__Directive A__. In the economic growth text, rewrite the portion between "One of the simplest" and "workplaces and communities.", inclusive, replacing "millennia" with "centuries".

__Text section__.
+ + + + +

National Treasury, responsible for the unenviable task of allocating our limited resources to our many public needs, is acutely aware of the consequences of low growth: as our economy cannot generate the tax revenue required to fund the government spending we demand, we borrow, increasingly unsustainably (R12 of every 100 spent by government go to debt servicing.)
The only solution is growth, which is why Finance Minister Tito Mboweni – in sheer frustration at our seeming refusal to focus on what we need to do to reignite inclusive growth – published an economic strategy in August 2019 for public discussion. It outlined a set of growth reforms which could add just over two percentage points to GDP growth and a million jobs in 10 years. While not the 5-6% growth and 11 million net new jobs called for by the NDP, it is an opportunity to get moving.
The document has yet to be formally adopted by the government, despite vocal support from President Cyril Ramaphosa. Then again, our government has had its hands full trying to keep the lights on.
South Africa basically has given up on coming up with an ambitious economic programme to rapidly develop the country in a generation, comparable to what the Asian Tigers have achieved. We would be lucky now to agree on and drive even a modest economic reform agenda.
Why can’t we agree on a set of actions to grow this economy?
Many of the issues have been identified: poor leadership, political dynamics in the ruling party, and entrenched interests resisting changes to the status quo, among others.
A big part of the answer may be that in our society there are at least two divergent worldviews which preclude broad alignment between key roleplayers on how to grow the economy.
For the purpose of this discussion, let’s refer to the worldview of the haves, and the worldview of the have-nots.
The haves are those invested or employed in the small part of SA’s economy that yields world-class wealth accumulation, incomes and living standards for a tiny few. Mostly white, with some new black members, the haves are the owners and managers of listed corporates, private companies and the established small- and medium-sized businesses. The haves are black middle-class people like myself, however precariously we cling to the economic ladder beneath the truly wealthy. They are the privileged elite who dominate SA’s economic discourse.
It is everything from Sandton to Stellenbosch, gated communities, golf estates and shopping only at Woolworths.
It is having the largest Porsche dealership in the world.
It is the top 10% that owns 95% of wealth in South Africa.
Within the haves, we ask ourselves: why can’t we get it together? Surely the politicians and labour understand that all of our problems are better solved in the context of a growing pie? An improved policy and regulatory environment, more private-sector participation in areas which have been the preserve of state-owned monopolies, among other economic reforms, will mean faster growth, improved business confidence, and companies hiring more and paying more tax. Over time, this will mean more employment, better wages and wealthier consumers as citizens become integrated into the mainstream economy, with savings, pensions, increasing home values and so on.
One of the simplest and most difficult things for us as human beings is to see the world through another’s perspective. It is why countless lives have been lost to war over the millennia. It is at the root of intractable political differences between and within countries. This simple fact explains so many of the divisions and failures to communicate that we too often experience in our families, workplaces and communities.
And it is why we cannot grow.

+ + + + +

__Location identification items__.

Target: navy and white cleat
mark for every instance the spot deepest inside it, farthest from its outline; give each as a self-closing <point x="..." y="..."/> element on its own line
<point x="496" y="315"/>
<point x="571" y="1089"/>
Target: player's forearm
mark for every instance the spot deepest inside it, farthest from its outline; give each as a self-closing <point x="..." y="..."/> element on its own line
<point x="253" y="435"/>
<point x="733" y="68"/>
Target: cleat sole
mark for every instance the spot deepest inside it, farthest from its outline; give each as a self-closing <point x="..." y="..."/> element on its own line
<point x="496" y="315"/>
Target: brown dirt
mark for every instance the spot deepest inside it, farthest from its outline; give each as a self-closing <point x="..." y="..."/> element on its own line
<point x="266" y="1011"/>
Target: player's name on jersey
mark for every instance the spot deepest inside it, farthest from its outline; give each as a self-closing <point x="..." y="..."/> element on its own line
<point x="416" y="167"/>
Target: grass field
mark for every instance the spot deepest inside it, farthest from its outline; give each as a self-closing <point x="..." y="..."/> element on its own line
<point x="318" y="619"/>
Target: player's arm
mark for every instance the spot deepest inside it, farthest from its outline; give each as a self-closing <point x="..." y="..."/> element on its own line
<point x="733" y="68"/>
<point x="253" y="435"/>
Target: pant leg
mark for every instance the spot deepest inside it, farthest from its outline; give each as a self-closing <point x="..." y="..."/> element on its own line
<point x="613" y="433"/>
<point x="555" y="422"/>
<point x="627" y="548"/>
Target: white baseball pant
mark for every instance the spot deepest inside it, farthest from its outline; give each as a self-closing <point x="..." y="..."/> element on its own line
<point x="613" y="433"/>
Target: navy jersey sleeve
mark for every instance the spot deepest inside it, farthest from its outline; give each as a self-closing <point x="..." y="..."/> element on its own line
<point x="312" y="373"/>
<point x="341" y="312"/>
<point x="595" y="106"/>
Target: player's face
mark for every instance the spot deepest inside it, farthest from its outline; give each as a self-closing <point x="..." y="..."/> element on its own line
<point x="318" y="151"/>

+ + + + +

__Directive B__. Filter the records, keeping only the lines that contain the string "Target".

__Written solution A__.
One of the simplest and most difficult things for us as human beings is to see the world through another’s perspective. It is why countless lives have been lost to war over the centuries. It is at the root of intractable political differences between and within countries. This simple fact explains so many of the divisions and failures to communicate that we too often experience in our families, workplaces and communities.

__Written solution B__.
Target: navy and white cleat
Target: player's forearm
Target: cleat sole
Target: brown dirt
Target: player's name on jersey
Target: grass field
Target: player's arm
Target: pant leg
Target: white baseball pant
Target: navy jersey sleeve
Target: player's face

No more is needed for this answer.